Challenge:
Reproduce the rows starting at the one containing "May I ask you to find the truck front" and ending at the one containing "[[696, 552, 774, 575]]", switching "would be perfect" to "would be ideal" throughout and leaving everything else unchanged.

■ ■ ■ ■ ■ ■ ■

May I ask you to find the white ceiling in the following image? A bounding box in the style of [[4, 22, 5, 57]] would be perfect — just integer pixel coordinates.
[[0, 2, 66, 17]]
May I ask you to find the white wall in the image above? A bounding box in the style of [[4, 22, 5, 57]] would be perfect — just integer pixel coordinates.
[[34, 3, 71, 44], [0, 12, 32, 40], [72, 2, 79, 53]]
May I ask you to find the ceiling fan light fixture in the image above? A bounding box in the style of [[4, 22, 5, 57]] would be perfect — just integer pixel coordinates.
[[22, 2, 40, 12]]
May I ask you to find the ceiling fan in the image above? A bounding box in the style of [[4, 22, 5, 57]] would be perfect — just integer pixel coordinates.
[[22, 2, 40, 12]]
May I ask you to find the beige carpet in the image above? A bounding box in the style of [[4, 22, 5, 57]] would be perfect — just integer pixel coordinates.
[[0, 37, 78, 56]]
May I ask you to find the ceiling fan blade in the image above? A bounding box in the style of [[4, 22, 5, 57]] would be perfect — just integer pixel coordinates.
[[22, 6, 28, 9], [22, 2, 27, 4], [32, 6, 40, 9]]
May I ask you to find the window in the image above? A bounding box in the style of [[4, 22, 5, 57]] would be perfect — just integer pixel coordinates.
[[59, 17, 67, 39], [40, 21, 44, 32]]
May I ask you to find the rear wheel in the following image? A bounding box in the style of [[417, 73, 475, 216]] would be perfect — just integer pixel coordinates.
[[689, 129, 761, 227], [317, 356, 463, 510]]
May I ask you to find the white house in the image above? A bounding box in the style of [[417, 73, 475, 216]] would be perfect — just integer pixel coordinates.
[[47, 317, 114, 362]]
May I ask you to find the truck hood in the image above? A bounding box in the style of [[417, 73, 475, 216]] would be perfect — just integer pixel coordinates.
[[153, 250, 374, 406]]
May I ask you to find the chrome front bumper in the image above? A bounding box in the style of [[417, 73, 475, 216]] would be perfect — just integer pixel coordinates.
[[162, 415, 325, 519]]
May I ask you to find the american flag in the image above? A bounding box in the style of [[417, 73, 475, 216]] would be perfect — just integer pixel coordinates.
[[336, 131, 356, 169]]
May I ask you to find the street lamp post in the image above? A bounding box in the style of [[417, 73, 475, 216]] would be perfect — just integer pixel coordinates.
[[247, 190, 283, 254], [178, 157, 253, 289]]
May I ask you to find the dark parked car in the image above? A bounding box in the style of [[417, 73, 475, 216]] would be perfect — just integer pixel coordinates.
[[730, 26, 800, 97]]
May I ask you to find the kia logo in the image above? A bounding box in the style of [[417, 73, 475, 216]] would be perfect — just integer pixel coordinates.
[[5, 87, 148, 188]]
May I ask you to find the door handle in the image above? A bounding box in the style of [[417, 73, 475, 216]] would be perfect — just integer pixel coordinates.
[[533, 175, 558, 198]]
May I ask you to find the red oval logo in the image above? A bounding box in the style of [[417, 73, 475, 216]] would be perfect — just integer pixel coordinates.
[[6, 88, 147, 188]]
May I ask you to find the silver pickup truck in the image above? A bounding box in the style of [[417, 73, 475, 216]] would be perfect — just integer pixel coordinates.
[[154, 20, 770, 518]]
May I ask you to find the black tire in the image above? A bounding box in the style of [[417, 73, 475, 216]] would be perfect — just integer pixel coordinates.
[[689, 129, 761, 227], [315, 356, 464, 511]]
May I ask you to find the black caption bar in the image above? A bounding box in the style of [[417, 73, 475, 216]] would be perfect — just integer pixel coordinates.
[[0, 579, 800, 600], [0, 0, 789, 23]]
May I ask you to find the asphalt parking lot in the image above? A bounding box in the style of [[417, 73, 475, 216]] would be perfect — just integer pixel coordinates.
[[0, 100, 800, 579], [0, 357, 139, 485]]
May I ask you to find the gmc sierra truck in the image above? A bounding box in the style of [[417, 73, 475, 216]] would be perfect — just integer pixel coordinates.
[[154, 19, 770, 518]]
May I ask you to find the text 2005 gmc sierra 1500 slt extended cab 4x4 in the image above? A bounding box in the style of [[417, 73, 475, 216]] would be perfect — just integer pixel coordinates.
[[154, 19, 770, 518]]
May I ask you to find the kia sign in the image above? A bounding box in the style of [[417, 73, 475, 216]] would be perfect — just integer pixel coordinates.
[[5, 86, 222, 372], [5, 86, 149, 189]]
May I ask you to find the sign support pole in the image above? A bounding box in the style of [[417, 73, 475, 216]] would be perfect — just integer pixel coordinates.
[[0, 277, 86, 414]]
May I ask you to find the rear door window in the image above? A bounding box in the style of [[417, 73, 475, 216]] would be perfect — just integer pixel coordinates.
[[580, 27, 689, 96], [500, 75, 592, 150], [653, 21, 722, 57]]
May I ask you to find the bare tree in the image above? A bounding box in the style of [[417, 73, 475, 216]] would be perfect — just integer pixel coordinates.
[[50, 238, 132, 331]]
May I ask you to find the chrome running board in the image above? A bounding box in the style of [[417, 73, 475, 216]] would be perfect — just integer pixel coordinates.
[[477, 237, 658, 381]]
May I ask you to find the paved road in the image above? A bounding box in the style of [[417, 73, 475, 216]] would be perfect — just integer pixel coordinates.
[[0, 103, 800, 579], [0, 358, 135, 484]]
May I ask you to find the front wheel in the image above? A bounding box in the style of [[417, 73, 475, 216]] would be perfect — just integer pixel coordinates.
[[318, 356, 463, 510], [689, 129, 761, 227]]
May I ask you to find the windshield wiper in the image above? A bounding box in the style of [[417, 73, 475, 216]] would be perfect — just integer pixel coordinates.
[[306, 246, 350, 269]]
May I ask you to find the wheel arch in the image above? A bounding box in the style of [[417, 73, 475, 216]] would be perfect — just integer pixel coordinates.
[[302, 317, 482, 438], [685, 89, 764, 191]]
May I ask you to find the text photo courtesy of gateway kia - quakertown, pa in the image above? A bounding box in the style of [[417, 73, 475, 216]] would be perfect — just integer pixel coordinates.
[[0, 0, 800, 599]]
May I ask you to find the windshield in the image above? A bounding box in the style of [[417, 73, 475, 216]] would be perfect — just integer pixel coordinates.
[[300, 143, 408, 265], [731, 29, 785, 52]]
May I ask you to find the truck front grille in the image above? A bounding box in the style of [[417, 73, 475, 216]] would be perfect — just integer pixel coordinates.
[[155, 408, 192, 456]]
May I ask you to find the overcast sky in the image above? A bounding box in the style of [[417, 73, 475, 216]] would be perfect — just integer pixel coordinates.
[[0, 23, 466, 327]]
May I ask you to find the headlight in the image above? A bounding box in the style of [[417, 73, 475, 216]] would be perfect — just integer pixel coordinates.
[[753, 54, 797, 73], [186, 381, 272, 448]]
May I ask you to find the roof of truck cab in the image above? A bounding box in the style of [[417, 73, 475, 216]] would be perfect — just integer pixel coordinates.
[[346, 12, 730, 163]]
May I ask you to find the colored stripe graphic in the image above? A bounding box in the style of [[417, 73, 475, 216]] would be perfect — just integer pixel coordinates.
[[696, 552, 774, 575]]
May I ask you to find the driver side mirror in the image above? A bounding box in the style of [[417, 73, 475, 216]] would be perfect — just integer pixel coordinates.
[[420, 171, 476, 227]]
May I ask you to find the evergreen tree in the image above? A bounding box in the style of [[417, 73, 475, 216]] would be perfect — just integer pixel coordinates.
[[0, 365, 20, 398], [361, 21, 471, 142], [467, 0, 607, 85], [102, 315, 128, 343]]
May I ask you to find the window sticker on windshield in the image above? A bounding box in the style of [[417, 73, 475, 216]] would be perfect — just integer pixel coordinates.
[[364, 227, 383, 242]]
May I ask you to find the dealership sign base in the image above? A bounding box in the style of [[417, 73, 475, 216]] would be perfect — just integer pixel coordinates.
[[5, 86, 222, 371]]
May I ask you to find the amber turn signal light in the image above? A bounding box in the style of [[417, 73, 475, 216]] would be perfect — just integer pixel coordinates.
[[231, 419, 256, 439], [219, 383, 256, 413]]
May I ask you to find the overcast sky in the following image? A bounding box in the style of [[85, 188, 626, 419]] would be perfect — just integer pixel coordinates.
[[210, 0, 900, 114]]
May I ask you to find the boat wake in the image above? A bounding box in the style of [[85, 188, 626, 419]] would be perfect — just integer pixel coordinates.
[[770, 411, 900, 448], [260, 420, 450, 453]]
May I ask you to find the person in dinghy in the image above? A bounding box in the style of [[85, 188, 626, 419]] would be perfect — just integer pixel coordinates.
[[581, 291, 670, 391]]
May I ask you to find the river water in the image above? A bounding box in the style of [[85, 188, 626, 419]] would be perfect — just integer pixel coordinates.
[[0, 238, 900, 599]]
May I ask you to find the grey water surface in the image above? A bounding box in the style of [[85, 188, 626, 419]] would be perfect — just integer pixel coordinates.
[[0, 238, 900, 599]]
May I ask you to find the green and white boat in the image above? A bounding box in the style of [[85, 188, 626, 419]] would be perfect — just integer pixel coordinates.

■ ■ ■ ■ ■ ■ ■

Solution for this task:
May I ask you to find the truck front grille in the image above? A bounding box in the style of [[417, 73, 475, 216]] would be ideal — just integer pixel coordinates.
[[155, 408, 192, 456]]
May I ask you to find the overcast sky in the image above? A bounding box in the style of [[417, 73, 475, 216]] would be ideal — just integer pixel coordinates.
[[0, 23, 466, 327]]
May I ask you to find the headlight in the image above? A bounding box in the style of [[417, 73, 475, 216]] would be ideal — just integer pixel coordinates.
[[753, 54, 797, 73], [186, 381, 272, 448]]
May I ask you to find the roof of truck cab in the image above? A bounding box in the style of [[417, 73, 475, 216]] would be ideal — just integer pixel coordinates.
[[346, 12, 730, 163]]
May I ask you to find the colored stripe graphic in the image above? A bounding box in the style of [[417, 73, 475, 216]] would be ideal — just integer pixel coordinates.
[[696, 552, 774, 575]]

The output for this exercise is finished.